• _What is expected_:
Could you set down exactly the lines of the data below, starting at the one that holds "point: green grass" and ending at the one that holds "point: woman wearing", both included, and only those?

** Dataset entries follows **

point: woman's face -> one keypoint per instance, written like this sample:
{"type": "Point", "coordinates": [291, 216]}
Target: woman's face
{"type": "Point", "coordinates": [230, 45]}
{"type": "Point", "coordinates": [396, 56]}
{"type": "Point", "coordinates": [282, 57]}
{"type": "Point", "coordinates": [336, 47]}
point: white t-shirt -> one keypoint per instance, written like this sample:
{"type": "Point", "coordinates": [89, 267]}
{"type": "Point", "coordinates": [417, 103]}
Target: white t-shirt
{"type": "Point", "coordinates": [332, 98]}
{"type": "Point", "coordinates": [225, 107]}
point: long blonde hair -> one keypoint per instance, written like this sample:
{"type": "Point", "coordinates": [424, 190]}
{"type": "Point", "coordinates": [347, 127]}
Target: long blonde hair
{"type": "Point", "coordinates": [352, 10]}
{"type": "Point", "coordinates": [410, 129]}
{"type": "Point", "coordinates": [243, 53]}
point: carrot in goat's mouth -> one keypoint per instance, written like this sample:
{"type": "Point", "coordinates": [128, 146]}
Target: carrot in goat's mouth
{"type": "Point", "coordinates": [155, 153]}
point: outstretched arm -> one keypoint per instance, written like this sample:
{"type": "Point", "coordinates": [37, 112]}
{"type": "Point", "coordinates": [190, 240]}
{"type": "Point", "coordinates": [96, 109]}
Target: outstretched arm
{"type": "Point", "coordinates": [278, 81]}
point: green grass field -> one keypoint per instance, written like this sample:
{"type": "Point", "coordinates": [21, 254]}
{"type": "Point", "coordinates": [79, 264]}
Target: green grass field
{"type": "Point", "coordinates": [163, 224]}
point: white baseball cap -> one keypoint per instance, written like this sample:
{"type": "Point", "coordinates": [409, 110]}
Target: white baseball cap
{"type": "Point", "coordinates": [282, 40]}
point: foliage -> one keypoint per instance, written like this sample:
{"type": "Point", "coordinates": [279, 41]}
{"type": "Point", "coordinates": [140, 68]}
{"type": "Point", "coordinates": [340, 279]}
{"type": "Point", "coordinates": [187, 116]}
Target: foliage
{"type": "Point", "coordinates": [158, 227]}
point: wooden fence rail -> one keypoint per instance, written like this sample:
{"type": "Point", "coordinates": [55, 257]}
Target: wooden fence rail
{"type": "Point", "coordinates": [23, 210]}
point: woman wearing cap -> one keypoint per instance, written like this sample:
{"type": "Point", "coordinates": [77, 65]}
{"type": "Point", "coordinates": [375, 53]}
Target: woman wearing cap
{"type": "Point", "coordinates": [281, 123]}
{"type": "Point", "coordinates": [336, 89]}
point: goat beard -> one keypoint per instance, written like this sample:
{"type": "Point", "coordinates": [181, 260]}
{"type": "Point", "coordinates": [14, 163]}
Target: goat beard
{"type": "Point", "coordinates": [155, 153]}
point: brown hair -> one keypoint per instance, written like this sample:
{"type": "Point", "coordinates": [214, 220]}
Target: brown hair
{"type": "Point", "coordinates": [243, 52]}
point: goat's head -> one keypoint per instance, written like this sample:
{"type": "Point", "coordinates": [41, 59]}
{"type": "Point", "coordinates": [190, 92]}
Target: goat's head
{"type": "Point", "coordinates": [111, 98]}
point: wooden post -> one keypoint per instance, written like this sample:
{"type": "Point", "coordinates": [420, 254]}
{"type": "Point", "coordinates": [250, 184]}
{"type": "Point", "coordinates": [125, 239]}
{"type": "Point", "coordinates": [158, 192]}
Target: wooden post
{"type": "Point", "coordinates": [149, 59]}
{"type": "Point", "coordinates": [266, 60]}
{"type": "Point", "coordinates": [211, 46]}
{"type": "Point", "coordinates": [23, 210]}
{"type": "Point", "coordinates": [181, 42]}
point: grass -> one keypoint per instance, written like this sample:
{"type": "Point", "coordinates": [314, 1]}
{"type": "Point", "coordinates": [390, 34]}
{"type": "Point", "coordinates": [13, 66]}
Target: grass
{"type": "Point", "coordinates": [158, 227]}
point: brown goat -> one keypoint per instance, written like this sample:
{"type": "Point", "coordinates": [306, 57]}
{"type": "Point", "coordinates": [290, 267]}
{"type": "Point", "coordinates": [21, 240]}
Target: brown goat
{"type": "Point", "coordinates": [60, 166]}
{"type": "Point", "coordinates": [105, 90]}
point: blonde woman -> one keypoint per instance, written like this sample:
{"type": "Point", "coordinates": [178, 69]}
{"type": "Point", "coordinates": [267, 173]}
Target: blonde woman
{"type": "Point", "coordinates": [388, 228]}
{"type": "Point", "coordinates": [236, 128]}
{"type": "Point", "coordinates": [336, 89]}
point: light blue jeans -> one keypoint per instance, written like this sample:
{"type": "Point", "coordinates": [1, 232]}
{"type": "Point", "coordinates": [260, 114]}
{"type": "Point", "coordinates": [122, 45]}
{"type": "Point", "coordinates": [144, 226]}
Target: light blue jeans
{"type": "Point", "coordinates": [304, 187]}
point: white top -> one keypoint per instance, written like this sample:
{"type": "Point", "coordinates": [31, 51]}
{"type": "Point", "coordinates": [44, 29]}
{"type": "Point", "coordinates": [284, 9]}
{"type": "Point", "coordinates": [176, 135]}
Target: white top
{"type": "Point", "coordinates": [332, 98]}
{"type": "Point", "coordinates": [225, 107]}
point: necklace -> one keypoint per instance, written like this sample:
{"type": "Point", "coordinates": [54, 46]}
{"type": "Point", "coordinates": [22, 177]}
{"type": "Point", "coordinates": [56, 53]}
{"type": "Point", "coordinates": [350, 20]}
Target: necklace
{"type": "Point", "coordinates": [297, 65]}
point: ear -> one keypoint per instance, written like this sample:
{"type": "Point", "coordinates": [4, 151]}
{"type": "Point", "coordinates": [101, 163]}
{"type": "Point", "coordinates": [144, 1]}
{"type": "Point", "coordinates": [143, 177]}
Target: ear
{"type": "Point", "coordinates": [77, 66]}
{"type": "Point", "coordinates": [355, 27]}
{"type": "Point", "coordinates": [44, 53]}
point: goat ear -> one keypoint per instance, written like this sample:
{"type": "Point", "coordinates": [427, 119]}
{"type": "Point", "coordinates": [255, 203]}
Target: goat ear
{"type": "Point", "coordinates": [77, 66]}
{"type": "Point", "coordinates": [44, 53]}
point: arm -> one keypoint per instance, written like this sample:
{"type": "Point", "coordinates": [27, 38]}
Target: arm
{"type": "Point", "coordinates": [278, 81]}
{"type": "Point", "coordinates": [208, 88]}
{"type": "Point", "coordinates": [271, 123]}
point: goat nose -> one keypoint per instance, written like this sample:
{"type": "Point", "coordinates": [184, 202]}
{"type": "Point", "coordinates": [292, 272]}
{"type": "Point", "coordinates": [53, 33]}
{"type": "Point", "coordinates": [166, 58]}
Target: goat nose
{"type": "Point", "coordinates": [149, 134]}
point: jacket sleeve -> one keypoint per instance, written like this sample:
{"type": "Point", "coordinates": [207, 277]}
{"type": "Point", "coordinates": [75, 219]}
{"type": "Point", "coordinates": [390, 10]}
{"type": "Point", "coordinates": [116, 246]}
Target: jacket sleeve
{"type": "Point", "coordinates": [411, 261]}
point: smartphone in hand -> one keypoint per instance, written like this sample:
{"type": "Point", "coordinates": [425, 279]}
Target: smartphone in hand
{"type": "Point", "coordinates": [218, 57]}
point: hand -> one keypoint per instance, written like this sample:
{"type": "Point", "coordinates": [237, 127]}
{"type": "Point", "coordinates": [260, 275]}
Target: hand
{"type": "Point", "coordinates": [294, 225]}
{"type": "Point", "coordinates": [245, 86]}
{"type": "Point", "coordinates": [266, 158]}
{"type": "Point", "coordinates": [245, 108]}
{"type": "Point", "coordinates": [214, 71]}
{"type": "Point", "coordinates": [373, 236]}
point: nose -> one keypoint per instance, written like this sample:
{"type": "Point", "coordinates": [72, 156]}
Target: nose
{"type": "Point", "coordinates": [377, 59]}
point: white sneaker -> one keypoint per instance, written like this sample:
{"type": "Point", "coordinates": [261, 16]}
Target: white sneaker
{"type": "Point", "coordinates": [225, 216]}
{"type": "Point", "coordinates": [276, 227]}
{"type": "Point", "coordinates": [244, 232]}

** End of Dataset entries **

• _Response to this task_:
point: green grass field -> one keypoint per instance, written like this sample:
{"type": "Point", "coordinates": [21, 254]}
{"type": "Point", "coordinates": [79, 264]}
Target: green grass field
{"type": "Point", "coordinates": [163, 224]}
point: white baseball cap -> one keypoint per instance, written like this sample:
{"type": "Point", "coordinates": [409, 110]}
Target: white baseball cap
{"type": "Point", "coordinates": [282, 40]}
point: foliage -> one keypoint per instance, written like this sample:
{"type": "Point", "coordinates": [279, 41]}
{"type": "Point", "coordinates": [140, 68]}
{"type": "Point", "coordinates": [340, 279]}
{"type": "Point", "coordinates": [187, 116]}
Target: foliage
{"type": "Point", "coordinates": [158, 227]}
point: wooden fence rail -> one keypoint per instance, written like this sample:
{"type": "Point", "coordinates": [55, 257]}
Target: wooden fence rail
{"type": "Point", "coordinates": [23, 210]}
point: woman wearing cap -> one keypoint per instance, written like this sample:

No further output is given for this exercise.